Put the stretch of lines below, from the one containing "Question. The picture above shows the man's black" through the very last line, into a JSON list of strings with one string per line and blank lines left out.

******************************

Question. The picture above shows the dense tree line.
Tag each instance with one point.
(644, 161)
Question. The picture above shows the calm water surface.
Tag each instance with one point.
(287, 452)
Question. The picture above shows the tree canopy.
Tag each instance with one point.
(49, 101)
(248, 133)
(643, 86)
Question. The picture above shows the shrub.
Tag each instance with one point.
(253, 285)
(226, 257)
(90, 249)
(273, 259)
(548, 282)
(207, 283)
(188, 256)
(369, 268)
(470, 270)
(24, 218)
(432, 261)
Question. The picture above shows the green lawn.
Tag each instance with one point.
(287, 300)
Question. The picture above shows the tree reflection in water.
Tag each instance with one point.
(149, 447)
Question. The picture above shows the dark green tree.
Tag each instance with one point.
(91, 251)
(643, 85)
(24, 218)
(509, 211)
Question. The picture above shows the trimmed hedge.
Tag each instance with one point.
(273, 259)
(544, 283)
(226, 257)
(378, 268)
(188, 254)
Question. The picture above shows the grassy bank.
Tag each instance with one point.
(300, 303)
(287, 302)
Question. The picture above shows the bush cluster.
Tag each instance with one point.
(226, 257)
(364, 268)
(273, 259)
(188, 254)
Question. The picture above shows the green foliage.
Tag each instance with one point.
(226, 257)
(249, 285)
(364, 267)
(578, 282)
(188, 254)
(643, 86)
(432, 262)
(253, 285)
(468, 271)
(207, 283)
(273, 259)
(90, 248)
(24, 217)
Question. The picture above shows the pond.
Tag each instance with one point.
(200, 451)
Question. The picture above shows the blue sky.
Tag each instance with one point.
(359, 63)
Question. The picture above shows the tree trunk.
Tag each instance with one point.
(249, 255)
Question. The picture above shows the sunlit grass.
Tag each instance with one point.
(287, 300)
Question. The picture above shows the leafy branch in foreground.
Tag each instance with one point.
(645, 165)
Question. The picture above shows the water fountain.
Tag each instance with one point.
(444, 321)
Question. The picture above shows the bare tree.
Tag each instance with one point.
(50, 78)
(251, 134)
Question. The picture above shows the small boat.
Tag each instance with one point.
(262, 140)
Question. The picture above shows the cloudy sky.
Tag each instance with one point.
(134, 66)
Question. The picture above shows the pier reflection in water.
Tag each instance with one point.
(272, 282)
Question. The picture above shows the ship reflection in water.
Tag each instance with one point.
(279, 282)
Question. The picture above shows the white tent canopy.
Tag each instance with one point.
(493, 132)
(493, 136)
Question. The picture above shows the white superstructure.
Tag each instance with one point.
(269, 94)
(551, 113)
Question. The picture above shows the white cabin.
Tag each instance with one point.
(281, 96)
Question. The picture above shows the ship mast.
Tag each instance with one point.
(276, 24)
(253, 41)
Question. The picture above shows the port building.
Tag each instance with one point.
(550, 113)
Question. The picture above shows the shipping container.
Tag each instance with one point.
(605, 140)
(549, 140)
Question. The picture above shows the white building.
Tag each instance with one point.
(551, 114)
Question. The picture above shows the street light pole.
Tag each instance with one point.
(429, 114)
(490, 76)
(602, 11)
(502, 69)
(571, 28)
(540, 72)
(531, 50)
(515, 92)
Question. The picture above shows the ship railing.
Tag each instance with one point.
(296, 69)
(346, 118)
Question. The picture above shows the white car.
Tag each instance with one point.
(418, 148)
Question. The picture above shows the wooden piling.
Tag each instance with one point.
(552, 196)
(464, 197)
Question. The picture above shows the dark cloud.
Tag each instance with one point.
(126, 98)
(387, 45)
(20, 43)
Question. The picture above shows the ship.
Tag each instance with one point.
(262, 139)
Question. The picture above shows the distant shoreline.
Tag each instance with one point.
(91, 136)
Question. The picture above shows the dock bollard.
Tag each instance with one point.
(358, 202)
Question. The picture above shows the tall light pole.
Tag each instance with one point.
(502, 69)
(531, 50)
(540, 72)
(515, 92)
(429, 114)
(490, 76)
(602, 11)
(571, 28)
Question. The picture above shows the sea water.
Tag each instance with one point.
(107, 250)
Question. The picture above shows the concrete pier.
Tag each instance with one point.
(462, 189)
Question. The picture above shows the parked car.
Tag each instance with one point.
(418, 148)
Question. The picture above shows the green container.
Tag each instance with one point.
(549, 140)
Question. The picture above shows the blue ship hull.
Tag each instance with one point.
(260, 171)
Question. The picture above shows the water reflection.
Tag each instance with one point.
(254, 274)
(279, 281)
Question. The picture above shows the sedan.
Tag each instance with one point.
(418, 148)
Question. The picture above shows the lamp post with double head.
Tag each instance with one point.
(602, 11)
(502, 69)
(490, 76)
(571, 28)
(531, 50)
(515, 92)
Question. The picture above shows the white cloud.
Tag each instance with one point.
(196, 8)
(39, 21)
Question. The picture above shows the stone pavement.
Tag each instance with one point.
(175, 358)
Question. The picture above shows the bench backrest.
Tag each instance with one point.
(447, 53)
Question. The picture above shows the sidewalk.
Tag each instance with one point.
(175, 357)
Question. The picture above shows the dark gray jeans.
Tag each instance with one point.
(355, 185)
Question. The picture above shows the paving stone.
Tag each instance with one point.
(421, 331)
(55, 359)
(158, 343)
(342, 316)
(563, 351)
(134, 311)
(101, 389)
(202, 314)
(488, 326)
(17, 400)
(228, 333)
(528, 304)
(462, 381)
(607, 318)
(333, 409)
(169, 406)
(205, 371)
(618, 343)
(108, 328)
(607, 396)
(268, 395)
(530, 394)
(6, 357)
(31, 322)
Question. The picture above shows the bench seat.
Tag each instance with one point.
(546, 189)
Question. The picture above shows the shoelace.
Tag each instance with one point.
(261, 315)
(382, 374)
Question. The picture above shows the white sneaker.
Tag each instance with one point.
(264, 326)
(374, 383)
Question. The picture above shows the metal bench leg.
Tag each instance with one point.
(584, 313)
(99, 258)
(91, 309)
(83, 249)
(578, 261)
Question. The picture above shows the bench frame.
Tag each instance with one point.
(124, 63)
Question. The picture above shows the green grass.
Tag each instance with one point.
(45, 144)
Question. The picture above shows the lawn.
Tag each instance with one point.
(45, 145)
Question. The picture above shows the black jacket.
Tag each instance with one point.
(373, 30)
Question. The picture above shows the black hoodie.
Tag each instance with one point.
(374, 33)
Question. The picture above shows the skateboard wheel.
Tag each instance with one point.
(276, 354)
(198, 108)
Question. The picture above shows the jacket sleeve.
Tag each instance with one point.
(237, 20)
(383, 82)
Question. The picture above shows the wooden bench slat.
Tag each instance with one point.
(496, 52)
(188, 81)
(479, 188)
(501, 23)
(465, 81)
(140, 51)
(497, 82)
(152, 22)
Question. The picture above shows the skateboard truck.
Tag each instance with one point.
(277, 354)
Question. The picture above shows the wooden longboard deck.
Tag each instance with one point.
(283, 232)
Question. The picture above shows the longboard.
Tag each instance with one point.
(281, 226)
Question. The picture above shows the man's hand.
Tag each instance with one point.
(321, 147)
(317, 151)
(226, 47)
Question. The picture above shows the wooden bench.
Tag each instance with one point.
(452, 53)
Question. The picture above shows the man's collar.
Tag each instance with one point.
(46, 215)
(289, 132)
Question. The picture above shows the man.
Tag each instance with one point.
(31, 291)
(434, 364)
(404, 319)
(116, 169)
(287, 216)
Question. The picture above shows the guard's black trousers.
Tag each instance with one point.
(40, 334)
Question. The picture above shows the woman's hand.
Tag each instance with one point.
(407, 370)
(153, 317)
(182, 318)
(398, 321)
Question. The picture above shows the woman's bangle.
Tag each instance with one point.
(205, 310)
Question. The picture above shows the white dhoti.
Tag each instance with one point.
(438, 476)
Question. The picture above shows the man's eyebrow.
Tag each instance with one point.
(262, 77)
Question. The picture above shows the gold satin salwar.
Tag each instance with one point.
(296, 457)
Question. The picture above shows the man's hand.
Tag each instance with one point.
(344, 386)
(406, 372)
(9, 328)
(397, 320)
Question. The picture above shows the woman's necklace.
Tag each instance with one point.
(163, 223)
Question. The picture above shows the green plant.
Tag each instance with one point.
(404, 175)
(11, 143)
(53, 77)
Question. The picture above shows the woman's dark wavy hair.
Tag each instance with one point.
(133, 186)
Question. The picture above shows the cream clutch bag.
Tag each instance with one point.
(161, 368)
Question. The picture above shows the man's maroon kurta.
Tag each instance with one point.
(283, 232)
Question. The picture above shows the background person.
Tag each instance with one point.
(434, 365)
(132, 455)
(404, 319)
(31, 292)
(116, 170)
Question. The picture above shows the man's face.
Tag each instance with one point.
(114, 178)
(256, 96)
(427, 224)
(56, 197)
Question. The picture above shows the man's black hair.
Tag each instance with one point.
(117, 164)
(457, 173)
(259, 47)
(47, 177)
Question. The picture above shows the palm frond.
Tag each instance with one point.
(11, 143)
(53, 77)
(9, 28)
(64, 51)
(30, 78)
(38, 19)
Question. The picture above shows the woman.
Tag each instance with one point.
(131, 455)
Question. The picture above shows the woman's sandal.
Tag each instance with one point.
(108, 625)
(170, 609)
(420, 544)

******************************

THE ANSWER:
[
  "Question. The picture above shows the man's black hair.",
  "Tag each instance with one point.",
  "(117, 164)",
  "(457, 173)",
  "(259, 47)",
  "(47, 177)",
  "Question. The picture above shows the palm frond.",
  "Tag each instance with one point.",
  "(11, 143)",
  "(53, 77)",
  "(9, 28)",
  "(64, 51)",
  "(30, 78)",
  "(38, 19)",
  "Question. The picture above shows the woman.",
  "Tag each instance with one point.",
  "(131, 455)",
  "Question. The picture above shows the woman's sandal.",
  "Tag each instance with one point.",
  "(108, 625)",
  "(170, 609)",
  "(420, 544)"
]